Exercise details – Swap "even-odd rule" for "nonzero rule" throughout the data below, and reproduce every line with nothing else altered.

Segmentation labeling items
◆ ◆ ◆ ◆ ◆ ◆ ◆

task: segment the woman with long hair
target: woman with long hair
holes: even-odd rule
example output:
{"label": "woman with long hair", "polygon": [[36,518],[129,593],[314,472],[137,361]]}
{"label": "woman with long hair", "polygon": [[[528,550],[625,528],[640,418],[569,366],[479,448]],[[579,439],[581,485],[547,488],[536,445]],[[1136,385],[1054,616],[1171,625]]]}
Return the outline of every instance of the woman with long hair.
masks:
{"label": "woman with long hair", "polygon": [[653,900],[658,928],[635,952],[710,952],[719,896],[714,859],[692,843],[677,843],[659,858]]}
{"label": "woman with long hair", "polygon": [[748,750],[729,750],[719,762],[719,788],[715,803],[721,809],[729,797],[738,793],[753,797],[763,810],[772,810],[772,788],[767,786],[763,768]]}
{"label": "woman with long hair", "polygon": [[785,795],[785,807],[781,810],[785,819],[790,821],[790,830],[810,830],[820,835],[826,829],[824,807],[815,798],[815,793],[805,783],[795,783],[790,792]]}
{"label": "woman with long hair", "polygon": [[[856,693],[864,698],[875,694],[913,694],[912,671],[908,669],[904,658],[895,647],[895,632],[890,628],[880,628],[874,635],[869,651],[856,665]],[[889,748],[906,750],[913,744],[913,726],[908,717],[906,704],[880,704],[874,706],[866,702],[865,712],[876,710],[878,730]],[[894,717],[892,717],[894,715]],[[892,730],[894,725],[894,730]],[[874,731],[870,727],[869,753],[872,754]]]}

◆ ◆ ◆ ◆ ◆ ◆ ◆

Task output –
task: segment the woman with long hair
target: woman with long hair
holes: nonzero rule
example output:
{"label": "woman with long hair", "polygon": [[36,518],[129,593],[314,472],[137,361]]}
{"label": "woman with long hair", "polygon": [[[528,550],[625,528],[640,418],[569,366],[479,448]],[[579,439],[581,485],[547,488],[536,445]],[[1136,385],[1054,616],[1171,625]]]}
Return the outline of every instance of the woman with long hair.
masks:
{"label": "woman with long hair", "polygon": [[653,900],[658,928],[635,952],[710,952],[719,896],[714,859],[692,843],[677,843],[659,858]]}
{"label": "woman with long hair", "polygon": [[748,750],[729,750],[719,762],[719,788],[715,803],[721,809],[729,797],[738,793],[753,797],[763,810],[772,810],[772,788],[767,786],[763,768]]}
{"label": "woman with long hair", "polygon": [[785,795],[785,807],[781,810],[785,819],[790,821],[790,830],[810,830],[820,835],[826,829],[824,807],[815,798],[815,793],[805,783],[795,783],[790,792]]}
{"label": "woman with long hair", "polygon": [[[856,693],[864,698],[875,694],[913,694],[912,671],[908,669],[904,658],[895,647],[895,632],[890,628],[880,628],[874,635],[869,651],[856,665]],[[889,748],[906,750],[913,744],[913,726],[908,717],[906,704],[880,704],[874,706],[866,702],[865,712],[876,710],[878,730]],[[894,717],[892,717],[894,715]],[[892,730],[894,725],[894,730]],[[874,731],[870,727],[869,753],[872,754]]]}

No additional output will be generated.